◆ 给定文段:
---

Approximation Theory and Method part 2

Approximation operators

在前面的讨论中，我们得到了 best approximation 的一些性质. 但是实际上我们并不总是能有 best approximation 这么好的结果。那么我们能不能退而求其次，研究一下更具一般性的 approximation operators 呢？

We note that the operator $\boldsymbol X$ is defined to be a projection if the equation $\boldsymbol{X}[\boldsymbol{X}(f)]=\boldsymbol{X}(f), \quad f \in \mathscr{B},$ is satisfied. Hence a sufficient condition for $X$ to be a projection is the equation $X(a)=a, \quad a \in \mathscr{A}$ Most of the approximation methods that are considered in this book do satisfy condition (3.2), but an important exception is the Bernstein operator, which is discussed in Chapter 6. Sometimes $X(f)$ is written as $X f$.

The idea of a linear operator is also well known; namely, we define $X$ to be linear if the equation $X(\lambda f)=\lambda \boldsymbol{X}(f)$

holds for all $f \in \mathscr{B}$, where $\lambda$ is any real number, and if the equation $\boldsymbol{X}(f+g)=\boldsymbol{X}(f)+\boldsymbol{X}(g)$ is obtained for all $f \in \mathscr{B}$ and for all $g \in \mathscr{B}$.

---

◆ 给定数据行:
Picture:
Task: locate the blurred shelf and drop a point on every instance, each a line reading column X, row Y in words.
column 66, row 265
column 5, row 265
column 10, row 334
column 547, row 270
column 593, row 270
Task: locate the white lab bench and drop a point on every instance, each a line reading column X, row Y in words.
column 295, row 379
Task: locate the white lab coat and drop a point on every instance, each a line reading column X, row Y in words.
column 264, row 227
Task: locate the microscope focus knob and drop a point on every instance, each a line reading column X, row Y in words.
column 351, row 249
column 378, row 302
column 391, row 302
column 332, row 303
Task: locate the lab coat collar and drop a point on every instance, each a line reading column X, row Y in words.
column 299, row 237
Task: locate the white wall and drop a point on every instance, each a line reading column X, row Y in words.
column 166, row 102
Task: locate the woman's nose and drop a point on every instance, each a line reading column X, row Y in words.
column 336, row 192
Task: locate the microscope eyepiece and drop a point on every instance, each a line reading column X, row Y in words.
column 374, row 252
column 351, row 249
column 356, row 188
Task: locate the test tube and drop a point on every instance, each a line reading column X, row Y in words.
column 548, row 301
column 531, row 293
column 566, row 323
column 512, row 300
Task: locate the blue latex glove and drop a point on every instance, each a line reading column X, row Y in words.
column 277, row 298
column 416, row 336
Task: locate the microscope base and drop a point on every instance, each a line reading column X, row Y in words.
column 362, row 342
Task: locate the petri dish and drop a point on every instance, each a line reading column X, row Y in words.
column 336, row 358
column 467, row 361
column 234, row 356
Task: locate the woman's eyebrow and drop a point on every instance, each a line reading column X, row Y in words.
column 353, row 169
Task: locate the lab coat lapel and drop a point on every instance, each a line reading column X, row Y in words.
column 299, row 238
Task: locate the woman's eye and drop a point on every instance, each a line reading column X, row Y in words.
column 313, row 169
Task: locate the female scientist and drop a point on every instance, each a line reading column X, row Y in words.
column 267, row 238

---

◆ 待做任务:
a) 找出关于近似算子的文段里写出的所有等式，并逐一列出。
b) 从关于近似算子的文段最后一句之后接着往下写。
以上这些行用不到。

◆ 各题答案:
a)
1. $\boldsymbol{X}[\boldsymbol{X}(f)]=\boldsymbol{X}(f)$
2. $X(a)=a$
3. $X(\lambda f)=\lambda \boldsymbol{X}(f)$
4. $\boldsymbol{X}(f+g)=\boldsymbol{X}(f)+\boldsymbol{X}(g)$

b)
最好还是定义一下这些 approximation operator 的 norm.

Also we make frequent use of the norm of an approximation operator. The norm of $X$ is written as $\lVert X \rVert$, and it is the smallest real number such that the inequality $\lVert \boldsymbol{X}(f) \rVert \leqslant\lVert \boldsymbol{X} \rVert\lVert f \rVert$ 或者可以这样写 $\lVert \boldsymbol{X} \rVert = \sup _{ \lVert f \rVert \neq 0} \frac{\lVert \boldsymbol{X}(f) \rVert }{\lVert f \rVert}$ 这和我们定义矩阵时是类似的. 比如矩阵$A$ 的 norm: $\lVert A \rVert = \sup _{ \lVert x \rVert \neq 0} \frac{\lVert Ax \rVert }{\lVert x \rVert}$ 关于 norm of approximation operator 的取值问题，可以考虑一个例子.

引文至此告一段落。